Stated task:
Count the lines in the material below that contain the word "dark". Reply with the number only.

(Dataset entries)
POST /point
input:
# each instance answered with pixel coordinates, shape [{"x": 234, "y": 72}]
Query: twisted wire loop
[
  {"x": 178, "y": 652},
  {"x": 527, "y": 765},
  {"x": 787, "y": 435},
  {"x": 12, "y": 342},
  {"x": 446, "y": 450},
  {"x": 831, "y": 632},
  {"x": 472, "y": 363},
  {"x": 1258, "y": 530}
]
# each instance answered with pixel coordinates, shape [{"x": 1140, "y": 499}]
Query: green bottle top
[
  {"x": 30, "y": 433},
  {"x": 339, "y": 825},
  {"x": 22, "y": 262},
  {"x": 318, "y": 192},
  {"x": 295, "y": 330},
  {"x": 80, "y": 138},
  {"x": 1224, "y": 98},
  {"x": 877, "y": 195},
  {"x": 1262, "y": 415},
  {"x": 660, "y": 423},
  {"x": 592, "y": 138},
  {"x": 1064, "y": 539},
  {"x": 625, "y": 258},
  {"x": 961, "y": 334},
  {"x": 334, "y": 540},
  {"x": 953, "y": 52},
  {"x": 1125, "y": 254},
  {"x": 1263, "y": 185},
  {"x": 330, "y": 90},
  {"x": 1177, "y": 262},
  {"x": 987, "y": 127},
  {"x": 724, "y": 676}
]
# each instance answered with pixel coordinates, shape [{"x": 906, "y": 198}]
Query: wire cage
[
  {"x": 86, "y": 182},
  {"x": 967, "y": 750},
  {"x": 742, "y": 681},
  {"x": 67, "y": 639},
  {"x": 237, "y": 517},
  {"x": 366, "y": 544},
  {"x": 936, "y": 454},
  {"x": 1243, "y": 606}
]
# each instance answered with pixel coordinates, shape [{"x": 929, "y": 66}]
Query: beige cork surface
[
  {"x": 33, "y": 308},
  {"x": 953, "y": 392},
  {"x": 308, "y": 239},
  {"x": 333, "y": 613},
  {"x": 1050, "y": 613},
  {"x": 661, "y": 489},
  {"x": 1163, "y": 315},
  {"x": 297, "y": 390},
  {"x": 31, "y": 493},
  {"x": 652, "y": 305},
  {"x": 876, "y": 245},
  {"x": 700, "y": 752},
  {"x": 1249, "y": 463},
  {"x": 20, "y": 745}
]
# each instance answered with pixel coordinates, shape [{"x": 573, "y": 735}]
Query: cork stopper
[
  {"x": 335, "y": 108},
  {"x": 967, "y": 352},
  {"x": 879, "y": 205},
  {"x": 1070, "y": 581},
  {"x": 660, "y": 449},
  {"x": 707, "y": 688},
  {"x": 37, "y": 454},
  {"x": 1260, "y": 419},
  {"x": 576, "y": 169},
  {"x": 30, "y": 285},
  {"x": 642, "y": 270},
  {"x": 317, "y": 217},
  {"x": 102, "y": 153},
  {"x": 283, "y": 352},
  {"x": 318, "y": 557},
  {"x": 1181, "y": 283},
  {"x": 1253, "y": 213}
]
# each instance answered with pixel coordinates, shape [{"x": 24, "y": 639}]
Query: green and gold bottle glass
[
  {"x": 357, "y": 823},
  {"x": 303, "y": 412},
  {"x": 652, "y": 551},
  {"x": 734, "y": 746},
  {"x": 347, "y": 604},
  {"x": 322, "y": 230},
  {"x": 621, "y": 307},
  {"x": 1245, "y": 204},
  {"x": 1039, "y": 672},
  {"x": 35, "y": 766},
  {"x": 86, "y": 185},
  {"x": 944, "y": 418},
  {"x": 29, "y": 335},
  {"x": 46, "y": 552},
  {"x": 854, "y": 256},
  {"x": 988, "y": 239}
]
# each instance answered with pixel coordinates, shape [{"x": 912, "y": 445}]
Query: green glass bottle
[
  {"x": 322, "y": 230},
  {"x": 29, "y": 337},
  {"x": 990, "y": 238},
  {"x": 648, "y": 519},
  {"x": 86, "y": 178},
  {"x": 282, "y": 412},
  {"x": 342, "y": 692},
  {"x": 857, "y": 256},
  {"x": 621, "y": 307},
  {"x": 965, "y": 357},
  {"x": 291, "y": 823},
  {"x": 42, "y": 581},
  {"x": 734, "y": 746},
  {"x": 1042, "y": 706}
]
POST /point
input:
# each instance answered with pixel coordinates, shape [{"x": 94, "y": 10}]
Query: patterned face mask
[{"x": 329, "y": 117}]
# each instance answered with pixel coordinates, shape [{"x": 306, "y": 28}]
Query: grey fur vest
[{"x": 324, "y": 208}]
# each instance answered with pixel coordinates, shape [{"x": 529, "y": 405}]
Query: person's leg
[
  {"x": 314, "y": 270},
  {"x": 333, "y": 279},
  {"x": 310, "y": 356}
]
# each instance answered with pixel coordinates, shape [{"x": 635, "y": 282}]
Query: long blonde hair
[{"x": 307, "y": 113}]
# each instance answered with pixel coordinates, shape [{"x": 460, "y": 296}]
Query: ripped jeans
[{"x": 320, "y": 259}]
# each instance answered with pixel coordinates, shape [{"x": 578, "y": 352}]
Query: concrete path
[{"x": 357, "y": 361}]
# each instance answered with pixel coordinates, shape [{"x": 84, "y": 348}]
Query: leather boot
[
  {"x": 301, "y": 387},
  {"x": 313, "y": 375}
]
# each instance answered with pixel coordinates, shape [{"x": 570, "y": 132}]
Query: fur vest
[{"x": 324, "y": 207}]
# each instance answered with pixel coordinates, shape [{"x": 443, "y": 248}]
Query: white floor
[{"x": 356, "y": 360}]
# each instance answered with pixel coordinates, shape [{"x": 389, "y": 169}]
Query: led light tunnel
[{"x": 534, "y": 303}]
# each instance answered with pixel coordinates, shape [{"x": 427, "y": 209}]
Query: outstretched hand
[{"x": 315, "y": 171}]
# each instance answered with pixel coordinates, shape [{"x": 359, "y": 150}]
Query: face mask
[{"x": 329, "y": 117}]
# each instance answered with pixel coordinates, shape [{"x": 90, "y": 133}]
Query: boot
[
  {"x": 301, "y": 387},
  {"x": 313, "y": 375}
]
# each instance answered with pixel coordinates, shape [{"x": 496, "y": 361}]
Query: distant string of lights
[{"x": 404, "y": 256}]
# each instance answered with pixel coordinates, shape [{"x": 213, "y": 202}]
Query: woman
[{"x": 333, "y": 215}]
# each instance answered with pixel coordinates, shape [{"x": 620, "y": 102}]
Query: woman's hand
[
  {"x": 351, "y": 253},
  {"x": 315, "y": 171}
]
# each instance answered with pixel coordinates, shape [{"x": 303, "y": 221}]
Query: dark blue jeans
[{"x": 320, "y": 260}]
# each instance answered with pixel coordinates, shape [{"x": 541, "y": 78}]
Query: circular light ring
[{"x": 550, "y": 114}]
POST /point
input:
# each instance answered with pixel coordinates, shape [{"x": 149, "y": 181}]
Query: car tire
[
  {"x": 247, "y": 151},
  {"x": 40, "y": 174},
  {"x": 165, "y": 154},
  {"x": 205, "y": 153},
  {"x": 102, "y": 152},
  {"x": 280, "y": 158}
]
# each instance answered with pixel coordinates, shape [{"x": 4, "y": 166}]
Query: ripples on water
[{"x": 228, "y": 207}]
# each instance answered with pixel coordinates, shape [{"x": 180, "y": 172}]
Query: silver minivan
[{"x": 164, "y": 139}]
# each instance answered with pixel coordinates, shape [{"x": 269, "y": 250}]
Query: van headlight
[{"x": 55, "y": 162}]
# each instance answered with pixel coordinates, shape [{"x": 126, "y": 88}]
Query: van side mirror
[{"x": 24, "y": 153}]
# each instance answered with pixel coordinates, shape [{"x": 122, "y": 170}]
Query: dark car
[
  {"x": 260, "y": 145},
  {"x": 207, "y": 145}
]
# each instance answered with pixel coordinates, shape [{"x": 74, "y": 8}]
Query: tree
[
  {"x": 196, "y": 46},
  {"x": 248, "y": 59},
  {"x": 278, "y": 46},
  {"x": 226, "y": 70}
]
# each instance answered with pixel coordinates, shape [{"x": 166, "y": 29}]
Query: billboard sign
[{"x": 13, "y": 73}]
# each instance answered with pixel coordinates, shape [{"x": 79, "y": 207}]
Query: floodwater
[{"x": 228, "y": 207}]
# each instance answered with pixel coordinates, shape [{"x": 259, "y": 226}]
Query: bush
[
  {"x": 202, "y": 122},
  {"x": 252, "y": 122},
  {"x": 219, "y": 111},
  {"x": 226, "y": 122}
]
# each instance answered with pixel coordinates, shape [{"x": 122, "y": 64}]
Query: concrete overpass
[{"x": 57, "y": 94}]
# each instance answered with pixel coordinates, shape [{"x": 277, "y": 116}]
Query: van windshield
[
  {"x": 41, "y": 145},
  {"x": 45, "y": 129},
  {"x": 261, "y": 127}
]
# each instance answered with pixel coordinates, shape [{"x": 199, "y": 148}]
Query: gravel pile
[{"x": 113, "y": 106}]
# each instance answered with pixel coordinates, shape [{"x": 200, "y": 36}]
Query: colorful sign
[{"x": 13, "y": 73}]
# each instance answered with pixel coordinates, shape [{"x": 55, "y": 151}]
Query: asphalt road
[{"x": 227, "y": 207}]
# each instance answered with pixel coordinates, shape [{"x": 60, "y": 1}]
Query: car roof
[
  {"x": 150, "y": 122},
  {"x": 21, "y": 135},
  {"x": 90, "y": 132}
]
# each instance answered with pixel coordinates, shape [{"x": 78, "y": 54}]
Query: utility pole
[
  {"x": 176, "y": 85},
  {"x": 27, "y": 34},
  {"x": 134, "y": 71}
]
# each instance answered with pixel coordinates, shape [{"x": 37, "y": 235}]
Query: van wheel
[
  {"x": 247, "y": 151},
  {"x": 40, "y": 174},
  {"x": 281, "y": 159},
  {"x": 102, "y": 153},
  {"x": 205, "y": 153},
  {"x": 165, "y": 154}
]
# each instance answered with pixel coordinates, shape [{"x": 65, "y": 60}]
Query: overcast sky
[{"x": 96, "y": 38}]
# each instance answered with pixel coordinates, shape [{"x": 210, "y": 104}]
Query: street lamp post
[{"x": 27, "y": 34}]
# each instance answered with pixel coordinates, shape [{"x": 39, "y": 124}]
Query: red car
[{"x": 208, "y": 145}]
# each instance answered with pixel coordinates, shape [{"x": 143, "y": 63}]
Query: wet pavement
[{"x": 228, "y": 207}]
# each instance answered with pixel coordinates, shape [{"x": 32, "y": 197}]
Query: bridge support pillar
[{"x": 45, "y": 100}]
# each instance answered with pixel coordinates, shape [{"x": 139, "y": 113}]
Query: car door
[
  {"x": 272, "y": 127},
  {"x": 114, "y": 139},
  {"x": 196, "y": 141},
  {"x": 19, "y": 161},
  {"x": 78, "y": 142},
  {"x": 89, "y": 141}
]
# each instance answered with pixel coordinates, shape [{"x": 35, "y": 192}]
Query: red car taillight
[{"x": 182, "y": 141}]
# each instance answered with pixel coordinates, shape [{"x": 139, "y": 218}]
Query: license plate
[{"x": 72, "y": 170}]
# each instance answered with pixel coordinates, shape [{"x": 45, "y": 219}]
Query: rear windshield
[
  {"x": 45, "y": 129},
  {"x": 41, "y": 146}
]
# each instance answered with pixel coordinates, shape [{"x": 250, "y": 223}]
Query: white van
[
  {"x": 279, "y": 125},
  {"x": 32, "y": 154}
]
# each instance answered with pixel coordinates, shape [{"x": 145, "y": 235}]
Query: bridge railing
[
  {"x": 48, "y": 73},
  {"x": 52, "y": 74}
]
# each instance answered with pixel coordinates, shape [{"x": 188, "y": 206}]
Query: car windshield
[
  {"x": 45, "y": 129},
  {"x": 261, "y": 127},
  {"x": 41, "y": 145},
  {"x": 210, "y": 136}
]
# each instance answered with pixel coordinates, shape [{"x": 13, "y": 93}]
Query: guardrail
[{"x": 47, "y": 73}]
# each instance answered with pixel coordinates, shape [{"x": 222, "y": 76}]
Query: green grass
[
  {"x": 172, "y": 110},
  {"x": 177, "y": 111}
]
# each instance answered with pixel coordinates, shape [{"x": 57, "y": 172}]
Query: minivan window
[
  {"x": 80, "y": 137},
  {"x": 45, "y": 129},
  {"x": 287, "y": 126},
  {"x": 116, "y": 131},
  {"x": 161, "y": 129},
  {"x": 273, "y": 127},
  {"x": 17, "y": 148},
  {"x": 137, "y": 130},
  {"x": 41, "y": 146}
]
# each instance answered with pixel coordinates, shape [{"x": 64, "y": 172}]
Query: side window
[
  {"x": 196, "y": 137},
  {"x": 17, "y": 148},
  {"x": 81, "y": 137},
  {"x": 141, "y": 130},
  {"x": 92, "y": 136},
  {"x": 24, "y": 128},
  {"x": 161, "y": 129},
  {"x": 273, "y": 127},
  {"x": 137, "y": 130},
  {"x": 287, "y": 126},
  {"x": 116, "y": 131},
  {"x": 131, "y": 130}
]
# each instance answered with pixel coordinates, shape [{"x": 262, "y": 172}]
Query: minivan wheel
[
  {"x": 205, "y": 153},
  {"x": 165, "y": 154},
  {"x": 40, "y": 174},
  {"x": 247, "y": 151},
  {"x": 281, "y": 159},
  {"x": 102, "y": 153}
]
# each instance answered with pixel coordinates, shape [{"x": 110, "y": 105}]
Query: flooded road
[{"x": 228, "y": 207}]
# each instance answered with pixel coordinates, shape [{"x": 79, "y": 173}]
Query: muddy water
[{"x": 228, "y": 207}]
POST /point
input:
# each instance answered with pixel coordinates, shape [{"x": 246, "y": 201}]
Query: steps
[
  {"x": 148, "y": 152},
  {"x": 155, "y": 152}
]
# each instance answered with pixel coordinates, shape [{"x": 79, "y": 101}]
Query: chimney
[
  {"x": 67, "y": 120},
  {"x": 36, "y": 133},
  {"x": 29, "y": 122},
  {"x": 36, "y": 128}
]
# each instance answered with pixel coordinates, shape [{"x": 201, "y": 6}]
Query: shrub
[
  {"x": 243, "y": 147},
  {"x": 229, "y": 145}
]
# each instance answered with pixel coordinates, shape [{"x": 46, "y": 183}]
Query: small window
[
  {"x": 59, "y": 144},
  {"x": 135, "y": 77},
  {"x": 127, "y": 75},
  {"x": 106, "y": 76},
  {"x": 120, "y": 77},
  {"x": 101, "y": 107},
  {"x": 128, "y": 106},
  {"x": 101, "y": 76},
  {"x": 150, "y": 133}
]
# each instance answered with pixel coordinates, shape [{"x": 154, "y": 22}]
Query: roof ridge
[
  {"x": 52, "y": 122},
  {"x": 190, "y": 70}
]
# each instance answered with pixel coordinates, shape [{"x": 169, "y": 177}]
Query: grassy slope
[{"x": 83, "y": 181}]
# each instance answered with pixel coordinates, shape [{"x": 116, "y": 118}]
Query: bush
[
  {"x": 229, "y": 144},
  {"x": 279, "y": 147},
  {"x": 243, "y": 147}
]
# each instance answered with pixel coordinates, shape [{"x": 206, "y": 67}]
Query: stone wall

Solution for this task:
2